### [EXTRAIT RETENU]
Douze des quatorze thèses soutenues le sont dès 2010 et cinq d’entre elles sont issues d’un projet de recherche soutenu dans la Division I, ce qui confirme le caractère récent de l’intérêt pour le tourisme. Nous sommes bien, dans ces années, devant l’évidence de sa reconnaissance certes tardive, mais réelle, comme objet d’étude. Il vaut la peine aussi de souligner la multiplicité des approches : l’histoire politique, l’histoire économique et sociale, l’histoire de l’environnement se partagent équitablement les études. Les méthodologies qualitatives restent, dans la même mesure, prédominantes.

Conclusion

Cet article ne peut prétendre à répondre à toutes les questions soulevées. D’autres approches, plus fines, mériteraient d’être exploitées, notamment à travers les outputs des projets de recherche financés par le FNRS, l’analyse serrée des contenus des travaux universitaires ou encore des entretiens avec les chercheur·euses. Il n’en reste pas moins que, sur la base de notre comptage, des tendances peuvent être dégagées et amènent déjà à saisir ce que le tourisme a suscité comme intérêt sur le plan scientifique. L’image des brise-glaces de papier tentant de fendre, sans beaucoup de succès, des surfaces de glace apparemment très épaisses reste-t-elle appropriée ? À l’aune de certains indicateurs, nous serions tenté de le croire. Il ne s’agit cependant pas de tomber dans un catastrophisme facile et se lamenter du peu d’intérêt suscité par le tourisme auprès de la communauté scientifique suisse, posture d’autant plus tentante – et plus répandue qu’on ne le croit – d’un chercheur, auteur de ces lignes, impliqué lui-même dans ce genre d’études. Mais pourquoi donc l’herbe du voisin serait-elle toujours plus verte ? Nous pouvons certes toujours espérer mieux et plus dès lors que le tourisme n’a cessé d’apparaître comme un secteur clé d’activité dans l’histoire de la Suisse. Une indigence ne résulte pas forcément d’une injustice. Les configurations sociales, politiques, économiques et sanitaires – la pandémie de COVID-19 en est un très bon exemple – sous-tendent l’émergence de préoccupations dans l’univers universitaire qui anticipent ou répondent à celles naissant dans la société civile. La recherche helvétique n’échappe pas à ces mouvements de fond.

Dans cette perspective, le tourisme est certainement victime de sa position longtemps restée marginale dans l’ordre explicatif des modernisations des sociétés au XIXe siècle. Développée par Jean Fourastié (1949), la règle des trois secteurs place le tourisme dans le dernier panier – dénommé secteur tertiaire –, sorte de déversoir des deux autres. De cette séquence chronologique longtemps admise par l’historiographie, soit révolution agricole → révolution industrielle → révolution des services et, conséquemment, révolution des loisirs, le tourisme ne serait qu’un des derniers wagons d’un train dont la force résulte de sa locomotive, aux technologies plus innovantes et aux productivités plus élevées. Rien d’étonnant au fait que les attentions se soient détournées des derniers wagons. Nous pouvons y voir une forme d’incompréhension que plusieurs auteurs n’ont pas manqué de dénoncer (Walton, 2014 : 41-57).

Données d'expressions référentielles
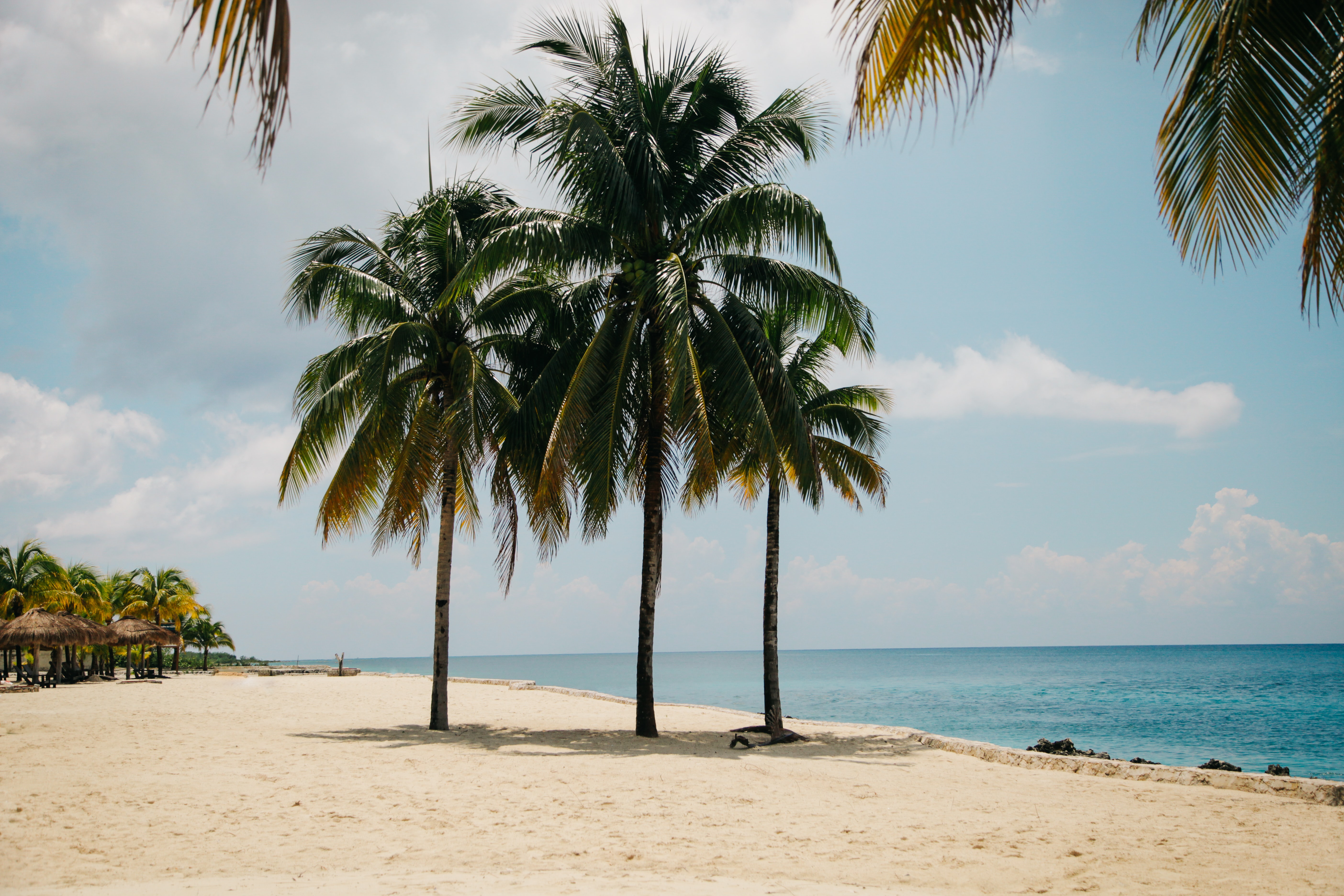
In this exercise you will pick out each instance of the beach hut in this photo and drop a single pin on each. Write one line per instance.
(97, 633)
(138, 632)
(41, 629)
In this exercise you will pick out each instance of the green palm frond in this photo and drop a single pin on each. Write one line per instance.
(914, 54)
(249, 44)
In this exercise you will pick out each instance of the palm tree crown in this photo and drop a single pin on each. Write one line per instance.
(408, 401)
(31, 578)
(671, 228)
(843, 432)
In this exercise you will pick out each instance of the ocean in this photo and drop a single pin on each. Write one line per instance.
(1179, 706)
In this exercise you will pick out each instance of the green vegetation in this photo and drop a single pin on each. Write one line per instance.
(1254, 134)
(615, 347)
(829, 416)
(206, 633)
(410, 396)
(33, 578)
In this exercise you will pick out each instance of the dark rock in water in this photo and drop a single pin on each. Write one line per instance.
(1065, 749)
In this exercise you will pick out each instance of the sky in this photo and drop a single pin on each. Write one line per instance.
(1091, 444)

### [TÂCHE À FAIRE 1]
D'après l'extrait, qui a développé la règle des trois secteurs, et en quelle année ?
### [TÂCHE À FAIRE 2]
Pour chacune des affirmations suivantes, dites si elle concorde avec l'extrait, en citant mot pour mot le passage qui tranche. (a) Les méthodologies qualitatives restent prédominantes. (b) Douze des quatorze thèses ont été soutenues avant 2010. (c) Selon l'auteur, une indigence résulte toujours d'une injustice.
### [TÂCHE À FAIRE 3]
Résumez l'extrait en deux phrases.

### [RÉPONSE 1]
Jean Fourastié, en 1949.

### [RÉPONSE 2]
(a) Oui : « Les méthodologies qualitatives restent, dans la même mesure, prédominantes. »
(b) Non : « Douze des quatorze thèses soutenues le sont dès 2010 »
(c) Non : « Une indigence ne résulte pas forcément d’une injustice. »

### [RÉPONSE 3]
L'intérêt scientifique pour le tourisme est récent, puisque douze des quatorze thèses datent de 2010 ou après, mais l'auteur refuse de se lamenter sur le peu d'intérêt qu'il suscite auprès de la communauté scientifique suisse. Il explique cette faible place par le rôle longtemps jugé marginal du tourisme, que la règle des trois secteurs de Jean Fourastié range dans le secteur tertiaire.